> Directive:
Reproduce each of the following records word for word.
☆ ☆ ☆ ☆
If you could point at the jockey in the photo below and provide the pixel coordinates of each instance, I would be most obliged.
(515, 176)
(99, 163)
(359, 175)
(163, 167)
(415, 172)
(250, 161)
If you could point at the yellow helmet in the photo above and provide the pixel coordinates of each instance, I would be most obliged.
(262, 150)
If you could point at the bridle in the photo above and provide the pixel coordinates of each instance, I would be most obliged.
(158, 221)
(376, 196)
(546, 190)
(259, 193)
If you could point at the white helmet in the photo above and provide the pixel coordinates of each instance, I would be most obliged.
☆ ☆ ☆ ☆
> Full response:
If you could point at the jockey in the photo below and provide the pixel coordinates of each instance, I would be most obliged.
(515, 176)
(99, 163)
(359, 175)
(163, 167)
(415, 172)
(250, 161)
If you could point at the yellow helmet in the photo above and provide the pixel coordinates of each instance, I would be most obliged.
(262, 150)
If you could point at the bridle in the photo above and provide the pixel coordinates of each instance, I would be most obliged.
(158, 221)
(376, 196)
(546, 190)
(259, 193)
If you could point at the white helmet in the photo above and provide the pixel coordinates of each instance, I would be most obliged.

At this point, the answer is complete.